◆ **Task instructions**:
**1)** Write out the passage of the forum thread on LeMond bike prices that begins at the words "they may be" and stops after "than recreational/sports bikes.".
**2)** In the forum thread on LeMond bike prices, what kind of frame does the '07 Alpe d'Huez have?
**3)** Carry on the forum thread on LeMond bike prices from the point where it stops.

◆ **Supplied text**:
[Begin]

# are lemond bikes overpriced?



## manhattanproj (Jul 13, 2006)

do lemond bikes provide a high value to price ratio? the tourmalet costs 1250 and the alp d'huez costs 1800. do you guys think lemond bikes are worth the price?


----------



## Meatball (Sep 3, 2005)

No they are not. They seem like old technology to me.


----------



## WhiskeyNovember (May 31, 2003)

Are you referring to the 2006 or 2007 Tourmalet and Alpe d' Huez? There's a big difference....


----------



## manhattanproj (Jul 13, 2006)

i think i'm talking about '06? i'm just checking the prices on the site. what are the differences btn '06 and '07? did lemond come out with '07 already?


----------



## WhiskeyNovember (May 31, 2003)

manhattanproj said:


> what are the differences btn '06 and '07? did lemond come out with '07 already?


The '07 Alpe has the new aluminum/carbon spine frame. The Tourmalet, though, is basically the same.


----------



## vanjr (Sep 15, 2005)

The 2007 is a carbon-aluminum spine frame 
http://www.lemondbikes.com/bikes/road_racing/carbon_aluminum_spine/alpe_d_huez.php
the '06 is a aluminum frame with carbon stays
http://2006.lemondbikes.com/2006_bikes/alpe_d_huez.shtml

they may be similar, but you would think the 2007 is better if one likes the "spine" concept. It should have more carbon if one thinks that is better


----------



## manhattanproj (Jul 13, 2006)

but for the tourmalet, it goes for 1250. similar specd bikes like the trek 1500 or the ocr 1 are 100-200 cheaper. and for the same price, you can get a tcr 2 or the allez elite, which both are considered to be competitive/performance bikes, rather than recreational/sports bikes. 

do the tourmalet fall into the competitive road or the recreational road bike? 

so no one feels lemond bikes are overpriced?


----------



## Meatball (Sep 3, 2005)

manhattanproj said:


> so no one feels lemond bikes are overpriced?


I think they are. Except yesterday I rode a Buenos Aires that felt wonderful. I want to race in the future and I dont know if this would be the best bike for me.


----------



## slide (May 22, 2002)

I think the new carbon frames are reasonably priced and I think the classic steel frames are awesome bikes for the money. The spine bikes I think are overpriced for what they are and I just find the aluminum ones to be unexciting.

[End]

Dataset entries
[Begin]

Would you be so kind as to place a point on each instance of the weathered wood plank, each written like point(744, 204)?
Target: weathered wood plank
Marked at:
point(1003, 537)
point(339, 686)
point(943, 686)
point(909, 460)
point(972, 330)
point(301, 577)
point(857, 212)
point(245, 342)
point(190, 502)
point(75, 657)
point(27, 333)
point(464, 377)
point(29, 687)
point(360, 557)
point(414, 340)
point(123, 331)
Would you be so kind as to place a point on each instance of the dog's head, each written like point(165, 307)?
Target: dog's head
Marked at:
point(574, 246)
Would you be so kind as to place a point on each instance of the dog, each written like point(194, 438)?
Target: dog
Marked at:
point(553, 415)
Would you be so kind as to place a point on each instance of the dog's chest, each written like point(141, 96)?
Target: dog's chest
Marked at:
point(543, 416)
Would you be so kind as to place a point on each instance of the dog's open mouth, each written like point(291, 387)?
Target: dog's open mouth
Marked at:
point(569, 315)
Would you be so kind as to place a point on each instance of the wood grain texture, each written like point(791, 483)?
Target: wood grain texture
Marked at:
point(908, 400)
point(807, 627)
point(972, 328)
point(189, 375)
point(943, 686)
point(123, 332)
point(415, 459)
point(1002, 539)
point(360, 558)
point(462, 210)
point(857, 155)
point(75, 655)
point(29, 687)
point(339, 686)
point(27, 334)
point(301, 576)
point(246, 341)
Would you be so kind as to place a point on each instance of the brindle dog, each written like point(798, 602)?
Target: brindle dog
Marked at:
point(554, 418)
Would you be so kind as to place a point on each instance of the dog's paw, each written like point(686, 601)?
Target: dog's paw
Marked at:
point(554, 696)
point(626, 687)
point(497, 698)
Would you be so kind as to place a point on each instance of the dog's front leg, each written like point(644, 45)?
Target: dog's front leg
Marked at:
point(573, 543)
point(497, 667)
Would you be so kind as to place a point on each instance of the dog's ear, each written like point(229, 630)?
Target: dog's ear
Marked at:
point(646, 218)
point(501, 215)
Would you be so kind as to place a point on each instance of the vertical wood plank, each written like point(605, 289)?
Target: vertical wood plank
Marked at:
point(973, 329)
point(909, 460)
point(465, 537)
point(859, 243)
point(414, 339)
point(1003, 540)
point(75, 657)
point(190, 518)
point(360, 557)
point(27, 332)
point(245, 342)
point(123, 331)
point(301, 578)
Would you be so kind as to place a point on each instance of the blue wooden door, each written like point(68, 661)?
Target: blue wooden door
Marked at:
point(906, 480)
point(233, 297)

[End]

◆ **Responses for each task**:
**1)**
they may be similar, but you would think the 2007 is better if one likes the "spine" concept. It should have more carbon if one thinks that is better


----------



## manhattanproj (Jul 13, 2006)

but for the tourmalet, it goes for 1250. similar specd bikes like the trek 1500 or the ocr 1 are 100-200 cheaper. and for the same price, you can get a tcr 2 or the allez elite, which both are considered to be competitive/performance bikes, rather than recreational/sports bikes.

**2)** The new aluminum/carbon spine frame.

**3)**
I always laugh at the spine bikes....they wanted to keep the ride of steel while cutting the weight so they made the frame half out of carbon, downgraded the wheels to help offset the cost and still raised the price $300. The really funny part is that the weight savings from the carbon in the frame is more then offset by the heavier wheels. They look nice and they ride great...just like the full steel bike, only now more $$$.


----------



## Meatball (Sep 3, 2005)

slide said:


> I always laugh at the spine bikes....they wanted to keep the ride of steel while cutting the weight so they made the frame half out of carbon, downgraded the wheels to help offset the cost and still raised the price $300. The really funny part is that the weight savings from the carbon in the frame is more then offset by the heavier wheels. They look nice and they ride great...just like the full steel bike, only now more $$$.



LBS is trying hard to sell me the BA. $1450 Ultegra F/R, Perfect fit! The ride is amazing. It weighs roughly 18lbs (without pedals if I remember correctly) Steel Bianchi I am riding is 22lbs with pedals. So the weight difference isn't much at all. 

The only thing stopping me from buying is the comments about the BA being flexable, and if I am going to race it.... plus..... 18lbs without pedals isn't the best to race.


----------



## dagger (Jul 22, 2004)

*Buenos Aires??? $1450*



Meatball said:


> LBS is trying hard to sell me the BA. $1450 Ultegra F/R, Perfect fit! The ride is amazing. It weighs roughly 18lbs (without pedals if I remember correctly) Steel Bianchi I am riding is 22lbs with pedals. So the weight difference isn't much at all.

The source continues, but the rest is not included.